======== TASK DATA ========
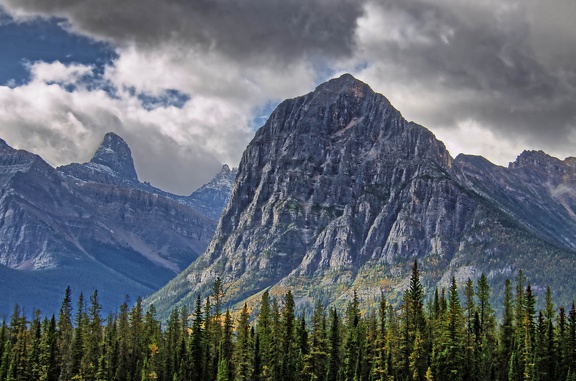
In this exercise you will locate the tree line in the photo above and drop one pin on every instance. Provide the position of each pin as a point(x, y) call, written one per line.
point(453, 336)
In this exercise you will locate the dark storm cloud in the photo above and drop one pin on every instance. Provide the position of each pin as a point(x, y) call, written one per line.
point(282, 29)
point(488, 61)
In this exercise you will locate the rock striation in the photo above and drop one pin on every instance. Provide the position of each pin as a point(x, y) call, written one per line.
point(338, 191)
point(92, 226)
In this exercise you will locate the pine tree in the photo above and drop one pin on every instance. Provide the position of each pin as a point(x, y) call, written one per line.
point(34, 367)
point(316, 361)
point(380, 369)
point(243, 349)
point(49, 369)
point(334, 340)
point(413, 320)
point(506, 332)
point(264, 333)
point(288, 362)
point(93, 338)
point(353, 339)
point(77, 350)
point(449, 360)
point(65, 334)
point(225, 366)
point(486, 336)
point(196, 371)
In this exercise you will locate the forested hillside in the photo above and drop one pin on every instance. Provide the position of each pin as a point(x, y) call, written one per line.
point(452, 335)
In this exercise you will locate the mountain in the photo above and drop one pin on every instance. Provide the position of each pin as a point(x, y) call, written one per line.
point(92, 226)
point(212, 197)
point(338, 191)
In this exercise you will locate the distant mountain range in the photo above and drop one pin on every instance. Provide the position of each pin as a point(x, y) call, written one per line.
point(95, 226)
point(337, 191)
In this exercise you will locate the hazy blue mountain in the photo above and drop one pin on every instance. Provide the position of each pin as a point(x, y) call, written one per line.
point(338, 191)
point(92, 226)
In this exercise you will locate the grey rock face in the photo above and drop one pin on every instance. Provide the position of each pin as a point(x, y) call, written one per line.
point(212, 197)
point(91, 226)
point(336, 191)
point(115, 154)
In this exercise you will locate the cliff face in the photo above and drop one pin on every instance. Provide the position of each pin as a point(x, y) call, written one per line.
point(338, 191)
point(91, 226)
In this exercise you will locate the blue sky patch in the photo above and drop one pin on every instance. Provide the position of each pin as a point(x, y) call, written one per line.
point(44, 40)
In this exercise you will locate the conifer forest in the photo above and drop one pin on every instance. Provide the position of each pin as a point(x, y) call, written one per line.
point(451, 335)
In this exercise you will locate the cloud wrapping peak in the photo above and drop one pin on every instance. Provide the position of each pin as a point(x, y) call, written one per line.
point(487, 77)
point(448, 64)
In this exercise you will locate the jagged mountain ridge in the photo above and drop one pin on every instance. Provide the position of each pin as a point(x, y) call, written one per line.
point(337, 190)
point(91, 225)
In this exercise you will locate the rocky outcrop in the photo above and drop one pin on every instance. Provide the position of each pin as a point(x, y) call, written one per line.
point(213, 196)
point(337, 190)
point(92, 226)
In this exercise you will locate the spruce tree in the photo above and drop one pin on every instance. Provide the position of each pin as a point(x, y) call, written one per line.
point(243, 349)
point(334, 340)
point(65, 334)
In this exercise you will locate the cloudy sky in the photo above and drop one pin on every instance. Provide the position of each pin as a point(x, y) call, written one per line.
point(187, 82)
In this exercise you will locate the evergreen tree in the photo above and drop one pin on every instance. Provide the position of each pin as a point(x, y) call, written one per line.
point(264, 333)
point(334, 340)
point(380, 368)
point(196, 371)
point(65, 334)
point(243, 349)
point(316, 361)
point(288, 361)
point(506, 332)
point(413, 320)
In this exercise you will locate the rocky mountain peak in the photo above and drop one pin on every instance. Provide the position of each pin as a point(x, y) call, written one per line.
point(115, 154)
point(343, 84)
point(533, 158)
========
EXERCISE BRIEF: Retype every record above word for word, leaving out any pictures.

REPLY TO THE EXERCISE:
In this exercise you will locate the tree line in the photo above and drop one pin on every instance. Provide the position of each pin as a point(x, y) call, written one per line.
point(453, 336)
In this exercise you will locate the dark storm cloud in the photo above and drop one pin on every instance. Provide the position of each pin as a point(x, y) call, written one per line.
point(282, 29)
point(488, 61)
In this exercise you will locate the rock striation in the photo above and drop one pin on every instance. Provide the position of each pin as a point(x, y) call, written one per line.
point(338, 191)
point(92, 226)
In this exercise you will locate the pine tree in the photo above and drop one pin on every instance. Provide the position of each pin as a point(x, y) call, written one per line.
point(34, 367)
point(316, 361)
point(380, 369)
point(243, 349)
point(49, 369)
point(334, 340)
point(413, 320)
point(506, 332)
point(264, 333)
point(288, 362)
point(93, 338)
point(353, 339)
point(77, 350)
point(449, 360)
point(65, 334)
point(225, 366)
point(486, 336)
point(196, 371)
In this exercise you will locate the forested hillside in the photo above and drop one pin on every instance. Provide the position of each pin as a point(x, y) call, written one per line.
point(452, 335)
In this exercise you will locate the mountain in the photo above and drop one pin on every instance. Provide the position of each pin as a point(x, y) call, written one per line.
point(92, 226)
point(212, 197)
point(338, 191)
In this exercise you will locate the distant mountain range in the photo above and drop one pin on every instance. Provide the position of each pin as a point(x, y) call, written one per line.
point(95, 226)
point(337, 191)
In this exercise you will locate the hazy blue mountain in the photo above and drop one pin on every instance. Provide the position of each pin as a point(x, y) call, written one per line.
point(338, 191)
point(92, 226)
In this exercise you will locate the grey rock face in the photo above and drop one pin on every instance. Provide the position of each pin as a point(x, y) call, written one per line.
point(212, 197)
point(91, 226)
point(336, 191)
point(115, 154)
In this exercise you will locate the cliff face in the photo above and drop one pin on every instance. Provide the position of each pin as a point(x, y) call, written one per line.
point(338, 191)
point(91, 226)
In this exercise you will locate the blue sky patch in the photo above and drop one pin on every instance. Provide the position of each pin as a point(x, y) call, written one per line.
point(44, 40)
In this exercise you will locate the conifer forest in the photo above and drop one pin on every instance. Provide the position of each pin as a point(x, y) call, written one per line.
point(451, 335)
In this exercise you will locate the cloud wrapping peak in the photo above and drop one pin on every instance. Provide the position of each pin as a point(x, y) call, written one per line.
point(487, 77)
point(448, 64)
In this exercise you will locate the jagged mountain ridge in the photo above and drop one pin on every instance. Provide the position of each pin as a point(x, y) call, written one per line.
point(337, 190)
point(91, 225)
In this exercise you will locate the rocky outcrop in the photo above and drop one pin on every instance. Provide the position of each pin as a point(x, y) call, written one per line.
point(213, 196)
point(337, 190)
point(92, 226)
In this exercise you will locate the spruce tree in the photo above and drop one pin on every instance. Provide the position of each pin as a point(x, y) call, written one per line.
point(243, 349)
point(334, 340)
point(65, 334)
In this exercise you will locate the cloudy sky in the photo above and drop one pin on every instance. Provide the position of each pin as a point(x, y) call, written one per line.
point(187, 82)
In this exercise you will locate the evergreen tree in the photo above and drop one pin on every instance. Provide the position of each pin as a point(x, y) call, written one per line.
point(264, 333)
point(334, 340)
point(380, 368)
point(196, 371)
point(65, 334)
point(243, 349)
point(316, 361)
point(288, 361)
point(506, 332)
point(413, 320)
In this exercise you will locate the rocky mountain peak in the photo above and drop one pin on every instance. Provide the position of each pin as a point(x, y) call, written one per line.
point(115, 154)
point(343, 84)
point(533, 158)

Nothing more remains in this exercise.